WHAT YOU SHOULD DO: Each entry below should be returned exactly as is, with the pictures removed.
-*-
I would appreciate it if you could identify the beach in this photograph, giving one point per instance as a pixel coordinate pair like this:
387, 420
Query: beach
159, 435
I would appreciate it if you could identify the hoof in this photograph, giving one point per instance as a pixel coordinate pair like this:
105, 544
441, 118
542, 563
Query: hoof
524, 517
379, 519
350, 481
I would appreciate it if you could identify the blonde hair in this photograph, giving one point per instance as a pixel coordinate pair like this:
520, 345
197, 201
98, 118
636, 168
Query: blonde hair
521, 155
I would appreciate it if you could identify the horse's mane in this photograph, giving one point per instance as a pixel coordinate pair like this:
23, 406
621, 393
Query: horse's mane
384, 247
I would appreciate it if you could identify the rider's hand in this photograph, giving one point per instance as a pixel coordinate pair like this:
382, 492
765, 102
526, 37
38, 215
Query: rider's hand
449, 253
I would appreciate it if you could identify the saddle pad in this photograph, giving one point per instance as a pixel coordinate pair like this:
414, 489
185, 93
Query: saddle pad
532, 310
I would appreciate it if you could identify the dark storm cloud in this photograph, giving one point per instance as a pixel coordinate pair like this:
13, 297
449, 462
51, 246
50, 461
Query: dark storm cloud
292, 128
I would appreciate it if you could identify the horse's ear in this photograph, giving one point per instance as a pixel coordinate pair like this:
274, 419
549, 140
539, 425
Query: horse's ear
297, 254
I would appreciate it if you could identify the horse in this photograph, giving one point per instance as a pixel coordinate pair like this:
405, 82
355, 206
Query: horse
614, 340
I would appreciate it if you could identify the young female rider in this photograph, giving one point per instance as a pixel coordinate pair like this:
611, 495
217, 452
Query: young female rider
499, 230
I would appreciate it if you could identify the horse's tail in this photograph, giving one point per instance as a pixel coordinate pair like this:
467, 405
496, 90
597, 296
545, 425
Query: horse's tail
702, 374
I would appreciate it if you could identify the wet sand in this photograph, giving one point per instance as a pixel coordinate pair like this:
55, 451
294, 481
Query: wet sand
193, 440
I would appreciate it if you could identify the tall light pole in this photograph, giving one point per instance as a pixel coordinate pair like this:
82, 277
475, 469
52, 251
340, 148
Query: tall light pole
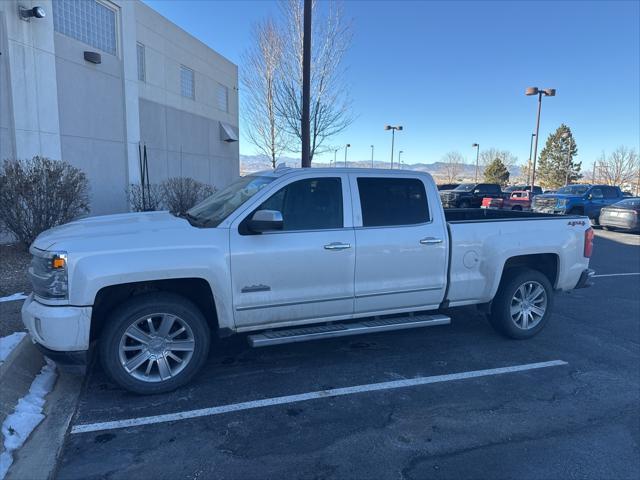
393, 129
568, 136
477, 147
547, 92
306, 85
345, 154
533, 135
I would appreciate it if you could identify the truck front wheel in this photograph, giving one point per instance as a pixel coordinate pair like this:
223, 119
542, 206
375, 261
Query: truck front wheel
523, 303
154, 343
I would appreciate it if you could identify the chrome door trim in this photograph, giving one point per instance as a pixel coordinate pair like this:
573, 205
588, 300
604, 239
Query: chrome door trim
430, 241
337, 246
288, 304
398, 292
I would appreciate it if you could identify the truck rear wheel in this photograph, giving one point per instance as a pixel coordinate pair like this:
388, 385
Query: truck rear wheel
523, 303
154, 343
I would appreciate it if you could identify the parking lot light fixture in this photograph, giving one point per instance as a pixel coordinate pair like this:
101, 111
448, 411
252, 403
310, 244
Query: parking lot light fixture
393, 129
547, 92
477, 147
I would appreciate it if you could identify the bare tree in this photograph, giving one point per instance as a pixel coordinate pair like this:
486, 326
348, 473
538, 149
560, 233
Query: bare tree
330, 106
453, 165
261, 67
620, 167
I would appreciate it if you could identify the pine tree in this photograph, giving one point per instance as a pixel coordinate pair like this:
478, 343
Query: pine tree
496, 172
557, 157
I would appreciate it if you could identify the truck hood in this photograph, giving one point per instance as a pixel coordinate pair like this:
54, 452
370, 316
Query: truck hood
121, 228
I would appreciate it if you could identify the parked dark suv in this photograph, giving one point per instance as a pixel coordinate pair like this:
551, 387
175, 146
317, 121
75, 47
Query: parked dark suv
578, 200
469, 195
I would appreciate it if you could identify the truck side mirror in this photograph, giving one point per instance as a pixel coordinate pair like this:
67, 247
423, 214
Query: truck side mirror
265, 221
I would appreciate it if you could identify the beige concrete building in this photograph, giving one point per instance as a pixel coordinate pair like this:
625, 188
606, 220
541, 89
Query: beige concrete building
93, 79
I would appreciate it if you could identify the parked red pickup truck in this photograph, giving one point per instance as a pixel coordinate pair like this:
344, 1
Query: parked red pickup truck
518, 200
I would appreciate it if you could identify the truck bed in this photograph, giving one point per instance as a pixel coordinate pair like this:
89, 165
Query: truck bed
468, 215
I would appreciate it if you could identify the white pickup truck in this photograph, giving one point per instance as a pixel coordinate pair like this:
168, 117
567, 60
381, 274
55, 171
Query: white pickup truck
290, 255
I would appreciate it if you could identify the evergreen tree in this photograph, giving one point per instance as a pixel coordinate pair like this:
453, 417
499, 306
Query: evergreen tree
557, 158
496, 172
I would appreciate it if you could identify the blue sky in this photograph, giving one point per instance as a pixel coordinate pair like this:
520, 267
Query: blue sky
-*-
WRITTEN RESPONSE:
I would appreciate it if you could identify the beach in this photograph, giving one point per instance as a pixel coordinate pair like this:
387, 420
Query: beach
159, 435
I would appreciate it if you could identify the hoof in this photograph, giving one point per instance as a pixel coordinate pair like this:
105, 544
441, 118
542, 563
Query: hoof
524, 517
379, 519
350, 481
I would appreciate it if you could identify the blonde hair in this photograph, giving one point per instance as a pixel coordinate pair like this:
520, 345
197, 201
98, 118
636, 168
Query: blonde hair
521, 155
I would appreciate it if you could identify the horse's mane in this photograph, giving one point per instance as a pixel coordinate pair like this:
23, 406
621, 393
Query: horse's mane
384, 247
I would appreciate it if you could identify the rider's hand in this photograph, giving one point per instance as a pixel coordinate pair like this:
382, 492
765, 102
526, 37
38, 215
Query: rider's hand
449, 253
I would appreciate it if you could identify the saddle pad in this photograph, giving one point per instance as a pixel coordinate pair like this:
414, 489
185, 93
Query: saddle pad
532, 310
I would appreciate it if you could identify the dark storm cloud in this photograph, giving one point per instance as a pixel coordinate pair like this:
13, 297
449, 462
51, 246
50, 461
Query: dark storm cloud
292, 128
I would appreciate it if you could identify the horse's ear in this photograph, giving one point per instance as a pixel coordinate pair like this:
274, 419
549, 140
539, 425
Query: horse's ear
297, 254
I would appreciate it if you could identify the horse in this photograph, giving one point per instance as a pixel coordinate pair like this:
405, 82
355, 206
Query: horse
614, 340
I would appreciate it if you could identify the young female rider in this photograph, giving one point per instance as a pixel coordinate pair like this:
611, 495
217, 452
Query: young female rider
499, 230
I would appreciate it if you could identify the horse's tail in this photograph, giving one point per instance as a pixel coordinate pair like this:
467, 405
496, 90
597, 296
545, 425
Query: horse's tail
702, 374
I would appreciate it if you could identify the wet sand in this photograph, giving one point per instance as a pixel coordinate pair like this:
55, 451
294, 481
Query: wet sand
193, 440
I would appreciate it if you could identify the tall light pole in this photograph, giving one point per instance as a pixel coordinate pair like this:
82, 277
475, 469
52, 251
340, 148
Query: tall light pole
393, 129
568, 136
477, 147
547, 92
306, 85
345, 154
533, 135
I would appreciate it if you could identify the truck front wheel in this photograph, giving one point per instance as a pixel coordinate pair like this:
223, 119
542, 206
375, 261
Query: truck front wheel
523, 303
154, 343
I would appreciate it if you could identify the chrome door trim in this photograph, giving one point per instance as a pixel coordinate pair like this:
573, 205
588, 300
604, 239
Query: chrome door trim
430, 241
337, 246
288, 304
398, 292
I would appreciate it if you could identify the truck rear wheel in this photograph, giving one point per instance as a pixel coordinate pair like this:
388, 385
Query: truck rear wheel
523, 303
154, 343
I would appreciate it if you could identify the parking lot light fixture in this photograph, giving one point per instance as a pixel coordinate pair like this:
101, 111
448, 411
252, 403
310, 244
Query: parking lot light fixture
393, 129
547, 92
477, 147
I would appreciate it if you could identify the bare tree in this photograph, giving one point per instance as a pixel coordinate pair like this:
486, 326
348, 473
538, 149
560, 233
Query: bare tree
330, 106
453, 165
261, 67
620, 167
I would appreciate it if you could identify the pine tree in this photograph, giving one point per instance as a pixel coordinate pair like this:
478, 343
Query: pine tree
496, 172
557, 157
I would appreciate it if you could identify the truck hood in this photograph, giving one point per instance as a pixel coordinate pair like this:
54, 452
370, 316
Query: truck hood
121, 228
I would appreciate it if you could identify the parked dark suv in this photograph, giving one point per instance as a pixel coordinate pair like this:
551, 387
175, 146
317, 121
75, 47
Query: parked dark suv
578, 200
469, 195
I would appreciate it if you could identify the truck side mirror in this photograph, giving one point per instance as a pixel coordinate pair like this:
67, 247
423, 214
Query: truck side mirror
265, 221
I would appreciate it if you could identify the beige concrete building in this photograph, giving one point per instance as a pixel coordinate pair like this:
625, 188
606, 220
541, 89
Query: beige concrete building
93, 79
I would appreciate it if you could identify the parked red pickup truck in this photograph, giving one point per instance as a pixel coordinate pair like this:
344, 1
Query: parked red pickup truck
518, 200
I would appreciate it if you could identify the truck bed in this photograph, giving one point per instance as a pixel coordinate pair like this:
89, 165
Query: truck bed
468, 215
I would appreciate it if you could identify the white pickup truck in this photograph, giving one point per instance as a pixel coordinate pair like this:
168, 117
567, 60
381, 274
55, 171
Query: white pickup truck
290, 255
I would appreciate it if you could identify the evergreen tree in this photograph, giving one point per instance as a pixel coordinate pair like this:
453, 417
499, 306
Query: evergreen tree
557, 158
496, 172
I would appreciate it if you could identify the blue sky in this photograph, giving one point per instance as a pixel coordinate pair like this:
520, 267
Query: blue sky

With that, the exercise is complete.